Problem to solve> Determine how many lines in the records below contain the word "sign". Reply with the number alone.

BEGIN Input records

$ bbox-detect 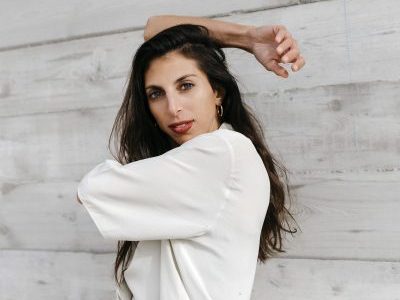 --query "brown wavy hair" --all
[108,24,297,284]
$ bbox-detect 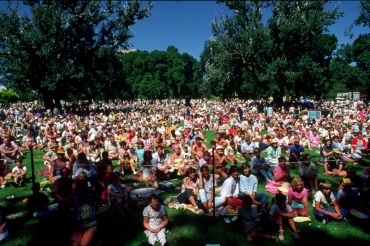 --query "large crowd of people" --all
[0,99,370,245]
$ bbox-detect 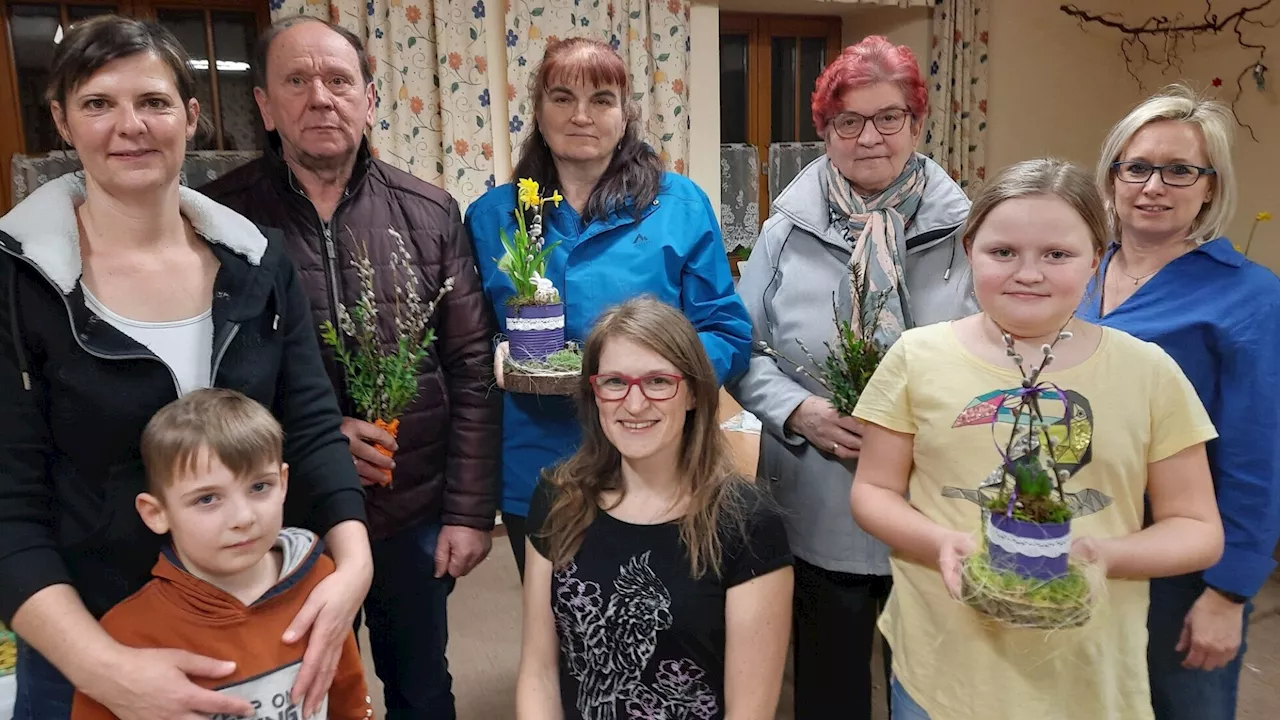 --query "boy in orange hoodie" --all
[72,389,374,720]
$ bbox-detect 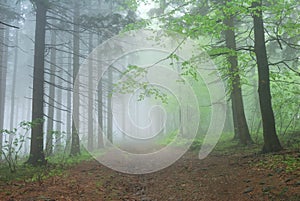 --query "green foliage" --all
[0,120,36,173]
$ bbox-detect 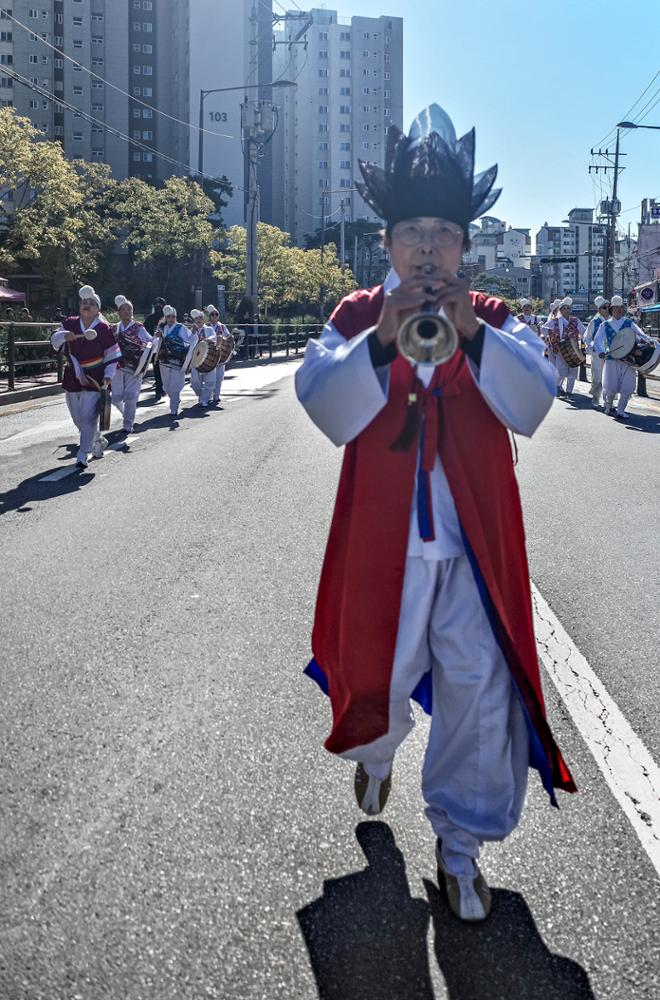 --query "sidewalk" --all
[0,351,302,414]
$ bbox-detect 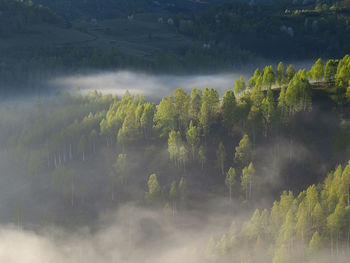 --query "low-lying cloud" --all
[51,71,246,100]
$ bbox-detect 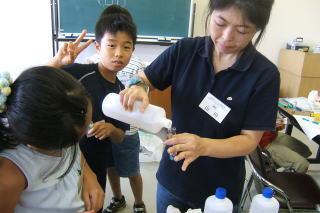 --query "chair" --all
[240,146,320,212]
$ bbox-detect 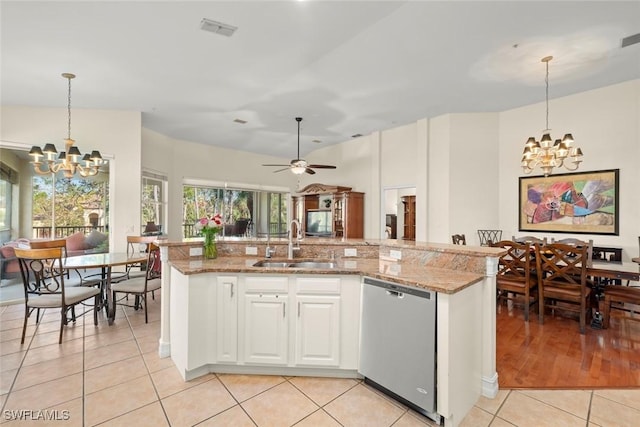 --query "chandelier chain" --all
[67,77,71,139]
[544,61,549,130]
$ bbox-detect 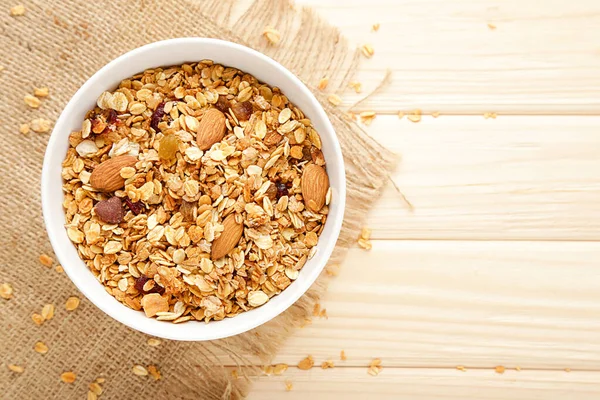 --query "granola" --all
[62,61,332,323]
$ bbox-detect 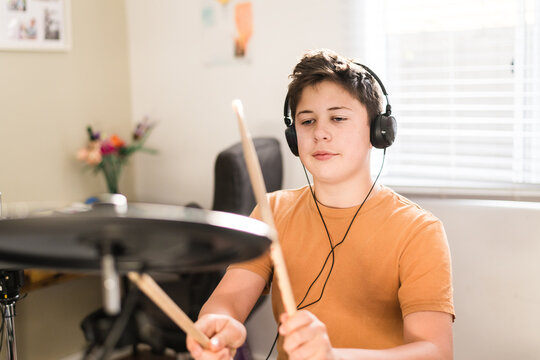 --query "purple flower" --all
[101,140,116,155]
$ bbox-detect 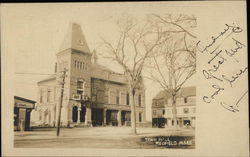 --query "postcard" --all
[1,1,249,157]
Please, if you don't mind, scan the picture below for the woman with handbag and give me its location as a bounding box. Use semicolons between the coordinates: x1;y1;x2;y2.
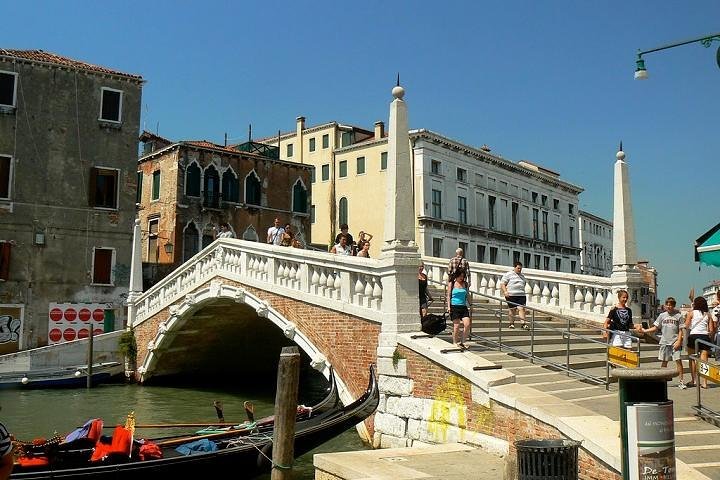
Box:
685;297;716;388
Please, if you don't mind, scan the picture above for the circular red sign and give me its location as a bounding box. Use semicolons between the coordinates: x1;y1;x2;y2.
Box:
63;328;76;342
48;328;62;342
50;307;62;322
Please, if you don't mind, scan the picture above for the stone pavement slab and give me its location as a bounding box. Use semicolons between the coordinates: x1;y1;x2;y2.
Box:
313;443;506;480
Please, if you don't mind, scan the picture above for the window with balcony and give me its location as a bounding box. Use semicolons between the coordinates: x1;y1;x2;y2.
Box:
203;165;220;208
433;238;442;257
0;71;18;108
355;157;365;175
488;195;497;229
458;196;467;224
245;170;262;205
430;160;442;175
0;155;13;200
185;162;200;197
432;190;442;218
222;168;240;203
100;87;123;123
92;247;115;285
89;167;119;209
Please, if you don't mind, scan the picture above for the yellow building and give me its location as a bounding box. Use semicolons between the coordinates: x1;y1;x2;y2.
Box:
261;117;583;273
258;117;387;253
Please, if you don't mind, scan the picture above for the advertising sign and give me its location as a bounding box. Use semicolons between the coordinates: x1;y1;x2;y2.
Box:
625;401;675;480
48;303;113;345
0;305;23;355
608;347;640;368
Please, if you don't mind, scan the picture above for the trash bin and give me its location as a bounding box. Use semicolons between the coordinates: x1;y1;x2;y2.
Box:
515;439;580;480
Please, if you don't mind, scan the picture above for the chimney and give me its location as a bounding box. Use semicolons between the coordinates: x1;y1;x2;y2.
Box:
375;120;385;140
289;116;305;163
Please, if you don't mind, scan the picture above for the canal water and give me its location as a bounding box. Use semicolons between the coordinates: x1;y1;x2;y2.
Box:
0;379;369;480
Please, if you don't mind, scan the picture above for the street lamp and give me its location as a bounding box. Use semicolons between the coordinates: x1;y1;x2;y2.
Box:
635;33;720;80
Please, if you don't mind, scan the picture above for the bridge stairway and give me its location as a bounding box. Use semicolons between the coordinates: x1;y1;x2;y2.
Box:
428;286;660;383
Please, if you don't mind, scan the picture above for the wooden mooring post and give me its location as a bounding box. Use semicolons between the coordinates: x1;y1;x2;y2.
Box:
270;347;300;480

END Input records

Complete response> 2